_WORK INSTRUCTION_
Reproduce the passage of the article on Medicaid managed care directed payments, starting at "MACPAC wants more" and ending at "payment to hospitals.".

_SELECTED TEXT_
.....

MACPAC wants more managed care directed payment transparency


Medicaid payment advisors on Friday recommend policymakers improve transparency of managed care directed payments, which are commonly used to increase Medicaid payment to hospitals.

The Medicaid and CHIP Payment and Access Commission staff questioned what improvements directed payments are making to a state program, because managed care rates already must be high enough to ensure enrollees have access to care.

MACPAC recommended the Health and Human Services Department make more information on payment methodology and approvals available online to illustrate how this funding stream is being used.

States can use these payments to require managed care plans to pay providers according to specific rates or methods, but the amount of spending associated with directed payments is unclear. Spending for about half the arrangements in effect as of December 2020 totaled more than $25 billion, which is more than Medicaid disproportionate share hospital payments, according to MACPAC. There’s no upper limit on the payment amounts.

.....

Point localization data
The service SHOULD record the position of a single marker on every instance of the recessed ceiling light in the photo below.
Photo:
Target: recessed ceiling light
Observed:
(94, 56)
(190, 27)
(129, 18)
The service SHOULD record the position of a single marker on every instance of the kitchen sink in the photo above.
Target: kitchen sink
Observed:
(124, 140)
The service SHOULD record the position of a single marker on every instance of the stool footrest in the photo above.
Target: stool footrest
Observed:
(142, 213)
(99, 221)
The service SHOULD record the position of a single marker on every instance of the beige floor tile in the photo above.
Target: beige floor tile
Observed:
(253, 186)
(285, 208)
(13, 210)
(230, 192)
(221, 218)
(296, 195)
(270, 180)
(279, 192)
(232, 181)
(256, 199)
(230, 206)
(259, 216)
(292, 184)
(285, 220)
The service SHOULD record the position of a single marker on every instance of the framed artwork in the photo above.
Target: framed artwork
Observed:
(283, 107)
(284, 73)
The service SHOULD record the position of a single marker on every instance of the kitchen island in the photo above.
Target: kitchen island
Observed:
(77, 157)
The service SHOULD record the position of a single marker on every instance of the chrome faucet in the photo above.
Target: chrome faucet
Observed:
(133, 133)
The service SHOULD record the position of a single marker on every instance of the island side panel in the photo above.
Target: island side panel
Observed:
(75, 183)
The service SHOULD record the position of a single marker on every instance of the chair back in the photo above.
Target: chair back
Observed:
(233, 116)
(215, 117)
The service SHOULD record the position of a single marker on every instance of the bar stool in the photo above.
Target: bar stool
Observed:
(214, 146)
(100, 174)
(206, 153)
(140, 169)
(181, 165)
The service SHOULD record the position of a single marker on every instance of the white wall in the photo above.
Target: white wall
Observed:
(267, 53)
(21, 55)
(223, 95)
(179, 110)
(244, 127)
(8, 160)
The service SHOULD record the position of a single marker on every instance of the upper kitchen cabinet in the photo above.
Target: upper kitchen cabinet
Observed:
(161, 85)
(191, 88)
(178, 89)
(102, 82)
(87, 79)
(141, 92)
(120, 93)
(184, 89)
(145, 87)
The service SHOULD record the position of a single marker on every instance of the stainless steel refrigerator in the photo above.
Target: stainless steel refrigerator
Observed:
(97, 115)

.....

_RESPONSE_
MACPAC wants more managed care directed payment transparency


Medicaid payment advisors on Friday recommend policymakers improve transparency of managed care directed payments, which are commonly used to increase Medicaid payment to hospitals.